* Exercise aim
An exact reproduction of the records is required, with all pictures omitted.

* Records to use
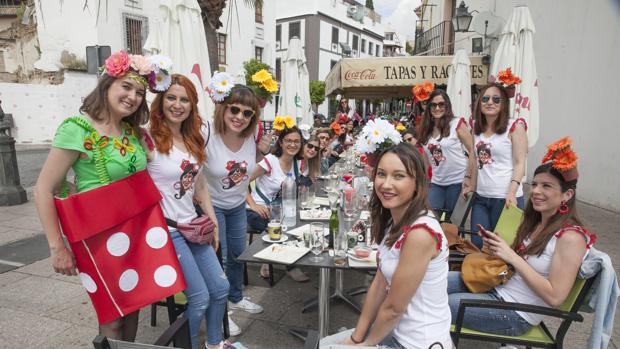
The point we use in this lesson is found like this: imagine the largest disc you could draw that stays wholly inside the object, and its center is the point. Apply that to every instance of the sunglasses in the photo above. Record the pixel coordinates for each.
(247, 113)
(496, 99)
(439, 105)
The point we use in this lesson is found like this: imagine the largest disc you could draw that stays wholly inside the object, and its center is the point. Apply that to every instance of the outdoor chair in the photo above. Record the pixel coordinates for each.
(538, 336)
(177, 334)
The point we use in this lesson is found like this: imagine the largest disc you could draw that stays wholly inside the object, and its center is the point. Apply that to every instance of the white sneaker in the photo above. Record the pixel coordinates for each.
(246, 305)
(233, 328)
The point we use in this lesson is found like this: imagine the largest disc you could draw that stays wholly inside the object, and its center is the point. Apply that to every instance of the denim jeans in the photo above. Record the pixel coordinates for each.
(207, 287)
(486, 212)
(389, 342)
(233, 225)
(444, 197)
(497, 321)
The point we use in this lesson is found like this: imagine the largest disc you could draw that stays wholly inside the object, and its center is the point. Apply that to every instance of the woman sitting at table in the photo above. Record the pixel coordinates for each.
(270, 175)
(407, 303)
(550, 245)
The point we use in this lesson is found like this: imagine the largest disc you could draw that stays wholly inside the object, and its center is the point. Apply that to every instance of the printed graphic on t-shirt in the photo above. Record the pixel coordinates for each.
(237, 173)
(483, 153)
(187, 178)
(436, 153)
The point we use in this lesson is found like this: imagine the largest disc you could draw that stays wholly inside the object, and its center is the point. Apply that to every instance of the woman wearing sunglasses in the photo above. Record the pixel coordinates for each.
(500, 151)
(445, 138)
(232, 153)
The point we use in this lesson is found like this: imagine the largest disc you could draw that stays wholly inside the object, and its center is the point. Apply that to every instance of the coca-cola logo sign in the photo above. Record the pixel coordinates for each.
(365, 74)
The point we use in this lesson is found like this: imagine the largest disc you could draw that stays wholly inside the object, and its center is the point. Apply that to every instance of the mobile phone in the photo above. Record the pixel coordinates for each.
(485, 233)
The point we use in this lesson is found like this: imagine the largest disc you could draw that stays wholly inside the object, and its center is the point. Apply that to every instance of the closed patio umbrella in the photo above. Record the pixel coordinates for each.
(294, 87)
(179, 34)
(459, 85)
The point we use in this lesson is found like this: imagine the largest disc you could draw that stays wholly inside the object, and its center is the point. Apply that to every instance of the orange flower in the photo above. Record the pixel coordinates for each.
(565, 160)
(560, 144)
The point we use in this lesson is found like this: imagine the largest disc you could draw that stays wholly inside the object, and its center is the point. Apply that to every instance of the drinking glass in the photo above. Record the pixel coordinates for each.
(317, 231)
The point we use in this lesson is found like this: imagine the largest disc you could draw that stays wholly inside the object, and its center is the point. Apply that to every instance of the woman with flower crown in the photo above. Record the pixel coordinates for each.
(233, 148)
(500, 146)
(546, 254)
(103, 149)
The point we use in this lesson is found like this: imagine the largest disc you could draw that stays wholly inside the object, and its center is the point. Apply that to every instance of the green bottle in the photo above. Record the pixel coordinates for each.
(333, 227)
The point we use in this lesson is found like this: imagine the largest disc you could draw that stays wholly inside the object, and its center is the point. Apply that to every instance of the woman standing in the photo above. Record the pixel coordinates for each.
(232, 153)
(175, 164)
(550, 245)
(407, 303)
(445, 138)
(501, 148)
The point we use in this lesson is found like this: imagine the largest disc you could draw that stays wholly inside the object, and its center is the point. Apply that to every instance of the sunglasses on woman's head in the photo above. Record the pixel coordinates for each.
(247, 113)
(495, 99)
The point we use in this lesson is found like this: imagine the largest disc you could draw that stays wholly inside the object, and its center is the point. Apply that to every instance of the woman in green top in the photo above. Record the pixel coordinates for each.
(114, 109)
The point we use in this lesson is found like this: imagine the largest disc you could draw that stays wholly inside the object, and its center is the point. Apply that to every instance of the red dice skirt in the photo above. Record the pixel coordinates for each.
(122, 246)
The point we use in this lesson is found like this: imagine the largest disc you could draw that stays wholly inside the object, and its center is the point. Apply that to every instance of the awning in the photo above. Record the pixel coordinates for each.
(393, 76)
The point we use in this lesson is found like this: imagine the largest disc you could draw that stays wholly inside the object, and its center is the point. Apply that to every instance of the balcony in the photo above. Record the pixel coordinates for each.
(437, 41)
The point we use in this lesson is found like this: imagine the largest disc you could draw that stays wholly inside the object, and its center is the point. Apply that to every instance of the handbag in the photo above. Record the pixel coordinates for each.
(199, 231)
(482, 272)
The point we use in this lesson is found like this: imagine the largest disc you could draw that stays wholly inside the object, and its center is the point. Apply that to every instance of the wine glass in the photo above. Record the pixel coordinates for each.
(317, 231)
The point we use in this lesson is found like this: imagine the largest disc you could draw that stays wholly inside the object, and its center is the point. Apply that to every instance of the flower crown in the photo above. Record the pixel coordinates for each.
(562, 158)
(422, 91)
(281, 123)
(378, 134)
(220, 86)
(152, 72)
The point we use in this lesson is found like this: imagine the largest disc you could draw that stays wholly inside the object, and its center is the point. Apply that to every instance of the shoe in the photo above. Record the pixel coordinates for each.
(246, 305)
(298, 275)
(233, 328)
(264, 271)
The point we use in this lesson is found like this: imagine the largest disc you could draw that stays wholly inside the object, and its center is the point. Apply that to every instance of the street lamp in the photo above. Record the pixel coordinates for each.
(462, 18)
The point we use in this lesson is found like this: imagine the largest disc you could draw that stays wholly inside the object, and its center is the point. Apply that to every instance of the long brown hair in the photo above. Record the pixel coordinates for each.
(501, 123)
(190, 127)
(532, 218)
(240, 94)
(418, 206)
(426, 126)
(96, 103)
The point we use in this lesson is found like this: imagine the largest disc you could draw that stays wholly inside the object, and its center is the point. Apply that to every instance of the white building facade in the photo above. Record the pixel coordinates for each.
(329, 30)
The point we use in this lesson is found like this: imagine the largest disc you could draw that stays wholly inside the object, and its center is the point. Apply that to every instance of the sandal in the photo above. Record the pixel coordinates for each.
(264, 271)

* Result for this exercise
The point we use in this lesson is found like this: imagine the largest disc you could draw that stays wholly inside the object, and its center is the point. Apply that to every instance of the sunglasses in the photo above. Record the pixel coordinates for each.
(247, 113)
(496, 99)
(439, 105)
The point we use in this lesson is found like this: imagine the largest disc you could draw that stays wholly inside the object, and its center is the point. Apply that to every instance of the outdoor chair in the photo above. Record the pixel coordinates for each.
(538, 336)
(177, 334)
The point we use in this lesson is found like this: imagine the largest disc you could draw that stays wholly inside the object, and its center is the point. Apply that to every instance of the white sneaker in the photo above. Record the pixel coordinates for each.
(246, 305)
(233, 328)
The point we use in this lesson is found like this: imagine the largest disc you could draw that stays wholly inside the object, and its center is the point. Apply that to every instance of the denim jeans in the photo above. Record the pixel coordinates for each.
(207, 287)
(486, 212)
(389, 342)
(233, 225)
(444, 197)
(497, 321)
The point we use in this lesson is found like this: imagine the largest disc you could draw that stays wholly inside the object, and its center is the point. Apply that to every instance of the woman sitting at table in the photo above. Record the pixel coordinates for each.
(270, 175)
(407, 303)
(550, 245)
The point we use in this lesson is found like this: imagine the largest disc you could draw that stays wholly inside the object, and its center is the point. Apply that to every instance of the printed graphic on t-shirt in the photo above. Record the pixel coordinates for each.
(237, 173)
(483, 153)
(187, 178)
(436, 153)
The point we use in this lesson is found like this: imagine the largest disc you could draw that stays wholly inside the object, and its center is the point. Apply that to every instance of the woman wearing sunglasses in the photo above. Record the pixel coordinates for each.
(500, 151)
(445, 138)
(232, 153)
The point we use in this lesson is found like this: imagine the largest disc you could draw that stays wholly inside the object, and its center is the point. Apply that to every instance of the coca-cola logo sign in the photo above. Record the pixel coordinates for each.
(365, 74)
The point we use in this lesson is found like this: imagine the largest disc you could draw that stays wholly inside the object, and its center is the point. Apply that to every instance of the mobile phone in the photo above. Record the pixel coordinates for each.
(485, 233)
The point we use in this lesson is found like this: imagine the largest disc you could draw that stays wholly inside the object, and its center is the point. Apply that to every instance of the closed patio umbrella in the photo above. Record the pixel coordinates for each.
(294, 87)
(179, 34)
(459, 85)
The point we use in this lesson is found like this: imagine the largest disc you could draw that stays wholly inside the object, and its center is the point. Apply that to every instance of the orange flower in the photo above. Record the pixel coordinates for each.
(565, 160)
(560, 144)
The point we use in this lesson is found like this: imagine the largest disc you could draw that stays wholly inside the object, and its center is the point. Apply that to every instance of the drinking glass in the photo above. Record the pixel coordinates for each.
(317, 231)
The point we use in this lesson is found like this: imagine the largest disc you could draw that stays wholly inside the object, and its center is the point. Apply that to every instance of the woman with flower crown in the photo above. Record the pixel coordinates for each.
(233, 148)
(500, 146)
(546, 254)
(103, 149)
The point we use in this lesson is found like this: imagine the largest disc you could draw that stays wholly inside the object, and its center is the point. Apply that to every instance of the green bottle in the photo above. Record the pixel coordinates for each.
(333, 227)
The point we use in this lesson is found like this: imagine the largest disc you could draw that stays wholly inside the object, and its center is the point. Apply that to every instance of the woman standing in the photo above. Record the pixel coordinates for each.
(232, 153)
(175, 164)
(550, 245)
(407, 303)
(445, 138)
(501, 148)
The point we use in this lesson is found like this: imagine the largest disc you could draw that stays wholly inside the object, and its center is the point. Apply that to every instance of the sunglasses on woman's head in the photo above. Record the pixel coordinates for each.
(247, 113)
(495, 99)
The point we use in this lesson is found like this: imagine the largest disc you could draw that stays wholly inside the object, and its center is the point. Apply that to every instance of the woman in green top in the photo above. Record the pixel coordinates for each.
(114, 109)
The point we use in this lesson is found like this: imagine the largest disc you could draw that stays wholly inside the object, and its center is the point. Apply that to every instance of the red dice skirt in the photo above. Record the pixel coordinates for each.
(122, 246)
The point we use in this lesson is found like this: imagine the largest disc you could draw that stays wholly inside the object, and its center is the point. Apply that to every instance of the awning in the photo above. Record the pixel coordinates for each.
(393, 76)
The point we use in this lesson is found like this: imagine the largest disc you could draw that stays wholly inside the object, and its center is the point. Apply that to every instance of the balcony in the photo above. Record the pixel coordinates for each.
(437, 41)
The point we use in this lesson is found like this: imagine the largest disc you could draw that stays wholly inside the object, and its center is the point. Apply that to every instance of the handbag in the photo above. Record the pixel coordinates for each.
(199, 231)
(482, 272)
The point we use in this lesson is found like this: imagine the largest disc you could draw that stays wholly inside the object, and its center is the point. Apply that to every instance of the wine glass in the photo above. Record the pixel coordinates for each.
(317, 231)
The point we use in this lesson is found like this: imagine the largest disc you could draw that stays wholly inside the object, and its center is the point. Apply that to every instance of the flower crown in the photo above. Record the pixel coordinates for each.
(562, 158)
(422, 91)
(281, 123)
(378, 134)
(220, 86)
(152, 72)
The point we use in this lesson is found like this: imagine the largest disc you could draw that stays wholly inside the object, and its center is the point. Apply that to every instance of the shoe in the photo above. Record the pixel coordinates for each.
(246, 305)
(298, 275)
(233, 328)
(264, 271)
The point we use in this lesson is found like this: imagine the largest disc you could draw that stays wholly inside the object, and its center is the point. Apply that to every instance of the street lamp in the photo above. Record the pixel coordinates for each.
(462, 18)
The point we use in this lesson is found like this: imagine the largest disc you could draw that stays wholly inside the object, and its center is the point. Apply that to every instance of the long brown hair in the photo above. Record the pixel coordinates for each.
(501, 123)
(190, 127)
(532, 218)
(240, 94)
(418, 206)
(426, 126)
(96, 103)
The point we use in this lesson is found like this: imagine the largest disc you could draw that stays wholly inside the object, and its center is the point. Apply that to every instance of the white building facade in the photo above. Record the pixel coordinates for each.
(329, 30)
The point we use in this lesson is found like this: imagine the largest disc you could draw that stays wholly inside the object, and its center is the point. Apply that to every instance of the sandal in the photo above. Record the pixel coordinates for each.
(264, 271)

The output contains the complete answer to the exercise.